* EXERCISE DIRECTIONS *
When you reach the line with "Could you spot the maroon jersey with number 14" in the data below, begin printing lines exactly, and stop once the line with "Could you spot the fifa" has been printed.

== Segment start ==

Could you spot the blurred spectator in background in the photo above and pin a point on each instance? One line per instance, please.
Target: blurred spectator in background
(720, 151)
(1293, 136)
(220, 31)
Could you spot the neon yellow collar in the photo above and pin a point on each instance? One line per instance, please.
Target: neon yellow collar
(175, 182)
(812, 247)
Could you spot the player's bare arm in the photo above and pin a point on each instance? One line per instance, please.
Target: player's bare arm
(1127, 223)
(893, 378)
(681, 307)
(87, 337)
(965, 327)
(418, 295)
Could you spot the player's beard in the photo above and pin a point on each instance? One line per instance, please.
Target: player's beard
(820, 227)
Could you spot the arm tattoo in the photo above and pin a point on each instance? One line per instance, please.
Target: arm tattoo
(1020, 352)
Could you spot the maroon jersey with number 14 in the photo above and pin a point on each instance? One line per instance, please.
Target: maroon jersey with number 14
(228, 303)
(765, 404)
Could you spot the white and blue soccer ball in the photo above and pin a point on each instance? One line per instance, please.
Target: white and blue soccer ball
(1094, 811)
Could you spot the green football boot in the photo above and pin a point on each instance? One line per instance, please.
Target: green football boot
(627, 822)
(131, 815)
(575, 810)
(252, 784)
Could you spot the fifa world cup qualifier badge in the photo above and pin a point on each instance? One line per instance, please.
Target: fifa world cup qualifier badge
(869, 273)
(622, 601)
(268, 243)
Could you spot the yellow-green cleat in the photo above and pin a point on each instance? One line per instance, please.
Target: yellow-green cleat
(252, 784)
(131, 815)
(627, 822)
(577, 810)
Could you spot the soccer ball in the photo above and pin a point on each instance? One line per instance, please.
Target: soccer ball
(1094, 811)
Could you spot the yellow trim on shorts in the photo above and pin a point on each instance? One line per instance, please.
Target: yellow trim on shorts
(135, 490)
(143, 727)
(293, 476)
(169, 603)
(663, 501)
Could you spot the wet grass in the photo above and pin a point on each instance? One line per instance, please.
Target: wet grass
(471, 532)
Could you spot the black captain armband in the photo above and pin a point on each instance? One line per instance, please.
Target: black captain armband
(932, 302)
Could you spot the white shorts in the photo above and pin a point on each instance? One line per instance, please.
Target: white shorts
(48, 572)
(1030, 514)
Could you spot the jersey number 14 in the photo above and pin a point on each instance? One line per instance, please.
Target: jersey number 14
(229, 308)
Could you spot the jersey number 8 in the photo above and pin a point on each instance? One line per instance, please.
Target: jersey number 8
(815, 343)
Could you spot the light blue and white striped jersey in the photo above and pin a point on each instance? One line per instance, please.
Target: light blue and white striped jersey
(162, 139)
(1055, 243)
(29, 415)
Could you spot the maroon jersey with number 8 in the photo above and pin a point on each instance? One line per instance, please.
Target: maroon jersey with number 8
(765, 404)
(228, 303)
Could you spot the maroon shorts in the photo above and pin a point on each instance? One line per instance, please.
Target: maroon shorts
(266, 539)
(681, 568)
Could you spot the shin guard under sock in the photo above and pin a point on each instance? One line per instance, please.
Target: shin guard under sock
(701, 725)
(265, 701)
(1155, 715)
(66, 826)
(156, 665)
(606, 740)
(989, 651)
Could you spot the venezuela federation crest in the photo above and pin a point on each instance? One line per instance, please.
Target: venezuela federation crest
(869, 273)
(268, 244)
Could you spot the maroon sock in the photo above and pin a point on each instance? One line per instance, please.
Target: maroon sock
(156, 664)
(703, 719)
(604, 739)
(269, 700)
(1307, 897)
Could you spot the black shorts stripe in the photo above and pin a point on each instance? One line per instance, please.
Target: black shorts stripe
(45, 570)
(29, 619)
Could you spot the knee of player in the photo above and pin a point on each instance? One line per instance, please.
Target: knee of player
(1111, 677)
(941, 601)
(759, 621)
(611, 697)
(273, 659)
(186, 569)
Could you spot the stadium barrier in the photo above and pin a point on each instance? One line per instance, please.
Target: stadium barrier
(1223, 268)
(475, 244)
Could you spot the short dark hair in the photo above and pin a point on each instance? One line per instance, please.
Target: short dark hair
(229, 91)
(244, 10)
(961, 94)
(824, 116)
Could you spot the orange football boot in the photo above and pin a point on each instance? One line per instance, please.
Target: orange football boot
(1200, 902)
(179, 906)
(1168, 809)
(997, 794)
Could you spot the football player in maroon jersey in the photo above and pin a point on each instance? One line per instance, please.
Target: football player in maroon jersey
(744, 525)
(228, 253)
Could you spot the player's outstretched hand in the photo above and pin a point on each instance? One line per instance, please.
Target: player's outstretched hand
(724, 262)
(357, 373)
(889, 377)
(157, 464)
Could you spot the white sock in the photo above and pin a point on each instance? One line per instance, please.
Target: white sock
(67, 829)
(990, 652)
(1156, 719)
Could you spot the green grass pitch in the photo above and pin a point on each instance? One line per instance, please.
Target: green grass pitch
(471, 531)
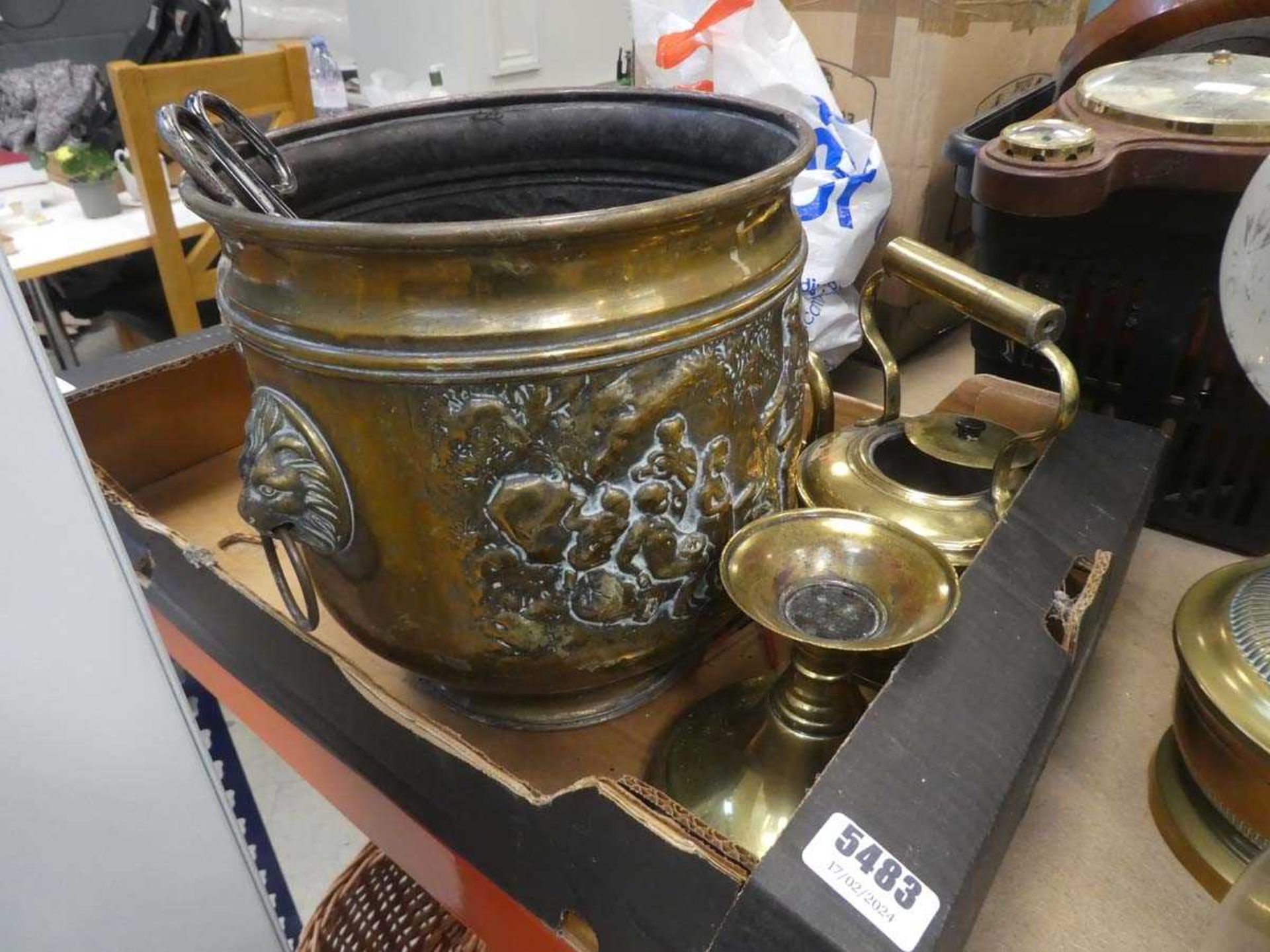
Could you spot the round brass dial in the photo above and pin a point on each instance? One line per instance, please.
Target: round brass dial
(1047, 140)
(1221, 95)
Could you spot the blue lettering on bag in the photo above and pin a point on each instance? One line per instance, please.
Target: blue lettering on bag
(833, 154)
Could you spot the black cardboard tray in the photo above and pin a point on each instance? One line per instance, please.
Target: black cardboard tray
(939, 771)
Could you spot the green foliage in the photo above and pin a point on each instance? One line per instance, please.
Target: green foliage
(84, 163)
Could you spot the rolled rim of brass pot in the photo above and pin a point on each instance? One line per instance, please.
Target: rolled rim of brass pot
(745, 157)
(548, 349)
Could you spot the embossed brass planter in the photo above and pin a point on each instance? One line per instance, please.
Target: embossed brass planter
(840, 586)
(524, 364)
(944, 476)
(1210, 776)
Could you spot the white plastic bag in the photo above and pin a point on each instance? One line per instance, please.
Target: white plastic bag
(753, 48)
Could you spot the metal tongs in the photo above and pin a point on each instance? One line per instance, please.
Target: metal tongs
(215, 164)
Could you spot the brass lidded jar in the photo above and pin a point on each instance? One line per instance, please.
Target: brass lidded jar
(523, 365)
(1210, 776)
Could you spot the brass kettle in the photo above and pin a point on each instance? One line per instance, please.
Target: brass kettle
(947, 477)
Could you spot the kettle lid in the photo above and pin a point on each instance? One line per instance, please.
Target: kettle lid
(964, 441)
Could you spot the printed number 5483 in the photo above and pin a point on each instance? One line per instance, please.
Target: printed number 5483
(874, 861)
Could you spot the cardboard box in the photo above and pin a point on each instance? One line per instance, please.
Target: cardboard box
(927, 67)
(937, 771)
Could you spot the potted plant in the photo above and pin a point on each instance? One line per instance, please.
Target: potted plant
(91, 172)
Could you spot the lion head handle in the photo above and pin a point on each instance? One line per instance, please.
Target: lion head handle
(290, 476)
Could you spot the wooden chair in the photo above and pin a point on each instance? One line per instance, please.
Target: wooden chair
(273, 84)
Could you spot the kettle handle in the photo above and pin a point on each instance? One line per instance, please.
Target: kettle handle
(822, 397)
(1023, 317)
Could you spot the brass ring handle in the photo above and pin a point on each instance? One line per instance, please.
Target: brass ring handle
(822, 395)
(310, 616)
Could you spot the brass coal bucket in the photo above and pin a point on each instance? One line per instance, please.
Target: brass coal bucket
(523, 366)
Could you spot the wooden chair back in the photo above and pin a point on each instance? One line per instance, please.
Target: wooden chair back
(273, 83)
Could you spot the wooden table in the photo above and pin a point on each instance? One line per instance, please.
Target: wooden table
(65, 239)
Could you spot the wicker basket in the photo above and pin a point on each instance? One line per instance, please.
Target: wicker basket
(375, 906)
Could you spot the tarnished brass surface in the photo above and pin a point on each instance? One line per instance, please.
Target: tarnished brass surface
(1222, 714)
(841, 471)
(553, 387)
(1210, 848)
(1218, 95)
(947, 477)
(841, 586)
(1210, 782)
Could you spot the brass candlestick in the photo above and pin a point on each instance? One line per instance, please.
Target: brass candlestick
(837, 584)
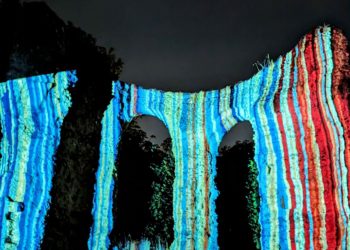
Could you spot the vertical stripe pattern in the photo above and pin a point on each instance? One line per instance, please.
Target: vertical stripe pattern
(31, 112)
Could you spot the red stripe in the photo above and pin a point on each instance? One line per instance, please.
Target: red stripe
(340, 90)
(286, 155)
(300, 157)
(324, 141)
(313, 188)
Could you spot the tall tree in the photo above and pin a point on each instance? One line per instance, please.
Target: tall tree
(34, 40)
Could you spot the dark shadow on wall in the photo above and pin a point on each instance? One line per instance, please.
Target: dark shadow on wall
(237, 205)
(143, 194)
(36, 41)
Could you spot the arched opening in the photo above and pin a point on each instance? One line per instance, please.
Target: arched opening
(143, 194)
(237, 205)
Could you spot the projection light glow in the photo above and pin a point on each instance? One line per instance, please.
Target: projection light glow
(298, 107)
(31, 112)
(299, 110)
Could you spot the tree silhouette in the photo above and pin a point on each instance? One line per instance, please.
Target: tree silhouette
(34, 40)
(144, 189)
(237, 205)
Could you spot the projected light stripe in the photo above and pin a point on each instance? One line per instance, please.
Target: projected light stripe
(31, 112)
(298, 107)
(299, 110)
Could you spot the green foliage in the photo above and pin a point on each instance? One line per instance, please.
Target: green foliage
(253, 202)
(143, 194)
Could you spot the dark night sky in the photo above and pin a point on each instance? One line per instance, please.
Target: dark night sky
(204, 44)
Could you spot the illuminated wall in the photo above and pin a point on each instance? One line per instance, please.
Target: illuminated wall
(31, 112)
(298, 107)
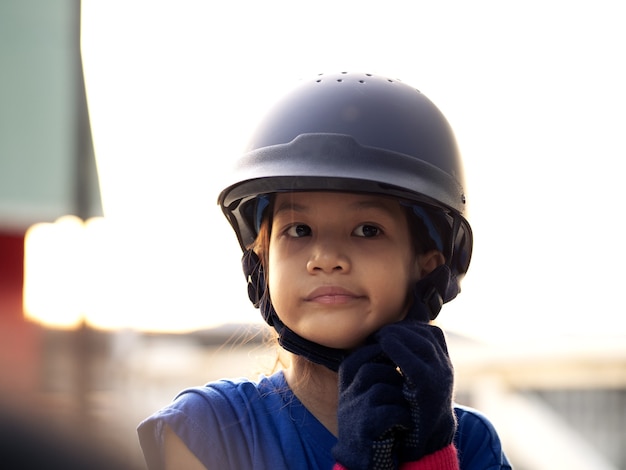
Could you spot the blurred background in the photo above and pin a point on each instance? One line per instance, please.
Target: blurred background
(120, 281)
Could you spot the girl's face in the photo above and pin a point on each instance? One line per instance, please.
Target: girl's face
(341, 265)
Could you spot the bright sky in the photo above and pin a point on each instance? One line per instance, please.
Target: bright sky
(534, 90)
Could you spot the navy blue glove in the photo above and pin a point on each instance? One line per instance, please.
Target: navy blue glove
(419, 351)
(373, 414)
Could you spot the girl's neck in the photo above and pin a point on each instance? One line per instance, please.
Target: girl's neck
(317, 388)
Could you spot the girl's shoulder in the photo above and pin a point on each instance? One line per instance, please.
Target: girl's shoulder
(477, 441)
(223, 423)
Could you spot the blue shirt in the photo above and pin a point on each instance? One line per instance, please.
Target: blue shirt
(243, 424)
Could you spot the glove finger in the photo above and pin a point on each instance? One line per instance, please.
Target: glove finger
(415, 348)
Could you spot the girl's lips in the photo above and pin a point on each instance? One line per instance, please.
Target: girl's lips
(331, 295)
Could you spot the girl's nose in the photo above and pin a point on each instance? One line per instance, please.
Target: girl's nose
(328, 257)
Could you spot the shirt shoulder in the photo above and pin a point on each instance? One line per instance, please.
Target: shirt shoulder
(477, 441)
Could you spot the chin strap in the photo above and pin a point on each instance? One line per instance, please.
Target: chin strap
(429, 295)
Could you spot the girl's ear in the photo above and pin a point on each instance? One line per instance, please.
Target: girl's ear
(428, 261)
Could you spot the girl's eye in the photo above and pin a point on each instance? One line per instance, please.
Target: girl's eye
(367, 231)
(298, 231)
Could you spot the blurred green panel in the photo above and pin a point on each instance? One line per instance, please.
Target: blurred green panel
(47, 166)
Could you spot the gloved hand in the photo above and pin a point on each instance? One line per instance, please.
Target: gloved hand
(373, 413)
(419, 351)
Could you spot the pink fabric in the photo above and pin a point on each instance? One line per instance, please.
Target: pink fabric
(444, 459)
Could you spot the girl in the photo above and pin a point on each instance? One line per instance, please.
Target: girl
(348, 205)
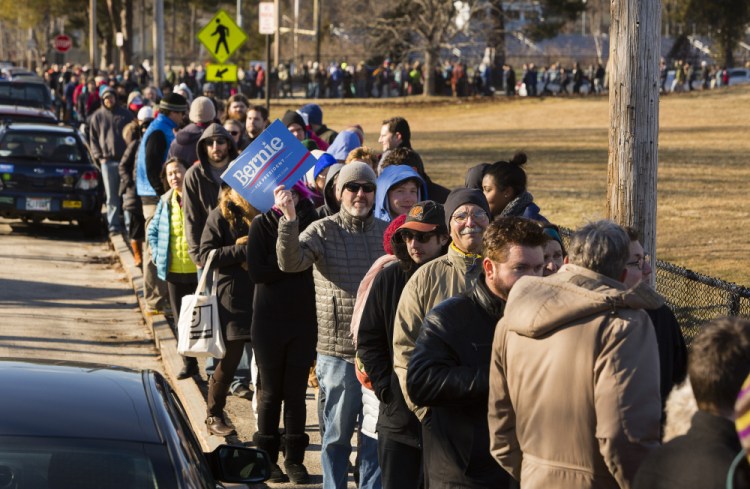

== Segment end ==

* TASK OUTPUT *
Could you spot the maroon jersey with number 14 in the photo above and pin a point on each instance? One line per instance, please.
Target: maroon jersey with number 14
(228, 303)
(765, 404)
Could you spot the white and blue soccer ball in the photo above and pin a point on each instance? One line per instance, please.
Target: white and blue soccer ball
(1094, 811)
Could you spot the green football boot in the photo above and pin a point on each instance? One line per instance, please.
Target: green football boot
(627, 822)
(131, 815)
(575, 810)
(252, 784)
Could you spot the fifa world cup qualifier badge in the photo above and pin a point on each instance? One line per instance, please.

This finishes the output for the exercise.